Reproduce every line of the data below, character for character, with no changes.

***

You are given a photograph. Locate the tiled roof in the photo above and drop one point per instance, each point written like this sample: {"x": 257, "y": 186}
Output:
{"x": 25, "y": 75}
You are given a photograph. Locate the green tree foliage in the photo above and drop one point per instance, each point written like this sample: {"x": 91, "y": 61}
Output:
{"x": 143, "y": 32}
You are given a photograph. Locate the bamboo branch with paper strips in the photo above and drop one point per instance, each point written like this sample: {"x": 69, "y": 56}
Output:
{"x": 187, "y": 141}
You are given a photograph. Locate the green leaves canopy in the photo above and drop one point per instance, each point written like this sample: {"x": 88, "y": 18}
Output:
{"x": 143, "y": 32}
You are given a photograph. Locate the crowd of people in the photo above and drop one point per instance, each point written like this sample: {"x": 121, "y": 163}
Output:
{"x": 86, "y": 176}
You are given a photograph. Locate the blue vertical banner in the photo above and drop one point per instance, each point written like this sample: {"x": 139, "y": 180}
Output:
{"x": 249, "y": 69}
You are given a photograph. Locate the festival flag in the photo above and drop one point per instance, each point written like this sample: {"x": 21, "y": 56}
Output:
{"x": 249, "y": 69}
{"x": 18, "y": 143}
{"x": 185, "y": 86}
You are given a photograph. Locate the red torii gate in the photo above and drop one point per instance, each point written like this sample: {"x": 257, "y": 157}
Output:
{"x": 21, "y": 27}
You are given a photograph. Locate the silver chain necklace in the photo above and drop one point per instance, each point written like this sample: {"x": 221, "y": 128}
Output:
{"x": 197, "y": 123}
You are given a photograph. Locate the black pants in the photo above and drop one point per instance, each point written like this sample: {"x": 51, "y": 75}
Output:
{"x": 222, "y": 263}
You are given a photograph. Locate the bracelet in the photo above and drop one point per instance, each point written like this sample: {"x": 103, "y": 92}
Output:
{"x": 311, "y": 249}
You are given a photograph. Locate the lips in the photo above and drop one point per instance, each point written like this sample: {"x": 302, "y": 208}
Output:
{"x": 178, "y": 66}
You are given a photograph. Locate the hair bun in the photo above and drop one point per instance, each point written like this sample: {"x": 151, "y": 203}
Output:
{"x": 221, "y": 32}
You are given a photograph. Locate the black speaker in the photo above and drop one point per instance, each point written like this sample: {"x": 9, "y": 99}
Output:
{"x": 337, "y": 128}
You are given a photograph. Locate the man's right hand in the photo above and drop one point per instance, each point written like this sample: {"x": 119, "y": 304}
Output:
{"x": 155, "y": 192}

***

_COMPLETED EXERCISE_
You are given a photograph. Locate the tiled roof in the photo above and drop one point per instance, each point written like this sample: {"x": 257, "y": 186}
Output:
{"x": 25, "y": 75}
You are given a photograph. Locate the green tree foliage in the photo above and drop one point per instance, each point written like this sample: {"x": 91, "y": 61}
Output:
{"x": 143, "y": 32}
You are given a photograph. Locate the bamboo branch with paper strips in the photo above and drop one point per instance, each point written like this sample: {"x": 69, "y": 56}
Output:
{"x": 187, "y": 141}
You are given a photograph. Locate the green leaves canopy in the photo above and drop one point per instance, each point written like this sample: {"x": 88, "y": 18}
Output:
{"x": 143, "y": 32}
You are given a photograph. Locate the crowd of people in the photo above and drop one point per instance, each point written like this sample: {"x": 121, "y": 163}
Output:
{"x": 86, "y": 176}
You are given a photograph. Locate the blue vertical banner in the photo above and drop one point per instance, each point written like this sample: {"x": 139, "y": 180}
Output:
{"x": 249, "y": 69}
You are given a photograph. Locate the festival flag in the photo above and drop one point per instance, each point written like this sample: {"x": 21, "y": 56}
Output:
{"x": 249, "y": 69}
{"x": 18, "y": 143}
{"x": 185, "y": 86}
You are given a photograph. Locate the red torii gate in the photo above and drop one point per instance, each point written like this sample: {"x": 257, "y": 157}
Output:
{"x": 21, "y": 27}
You are given a photograph. Locate the silver chain necklace in the photo above and drop one point per instance, each point written like this sample: {"x": 221, "y": 128}
Output:
{"x": 197, "y": 123}
You are given a photograph. Locate the black pants in the photo above and drop one point per instance, each point written like this sample: {"x": 51, "y": 75}
Output:
{"x": 222, "y": 263}
You are given a photograph. Locate the bracelet in the photo above and drop one point per instance, each point written like this sample: {"x": 103, "y": 92}
Output:
{"x": 311, "y": 249}
You are given a photograph. Locate the lips in the photo above and drop one point per instance, each point written like this sample: {"x": 302, "y": 208}
Output:
{"x": 178, "y": 66}
You are given a photograph. Locate the hair bun in the photo above and drop one point per instance, each point written like this sample: {"x": 151, "y": 203}
Output:
{"x": 221, "y": 32}
You are given a photograph. Locate the black speaker in the photo above and drop one point per instance, each point written like this sample: {"x": 9, "y": 99}
Output:
{"x": 337, "y": 128}
You are given a photograph. Locate the man's right hand in the photo above and drop one point per instance, each point written like this sample: {"x": 119, "y": 304}
Output:
{"x": 155, "y": 192}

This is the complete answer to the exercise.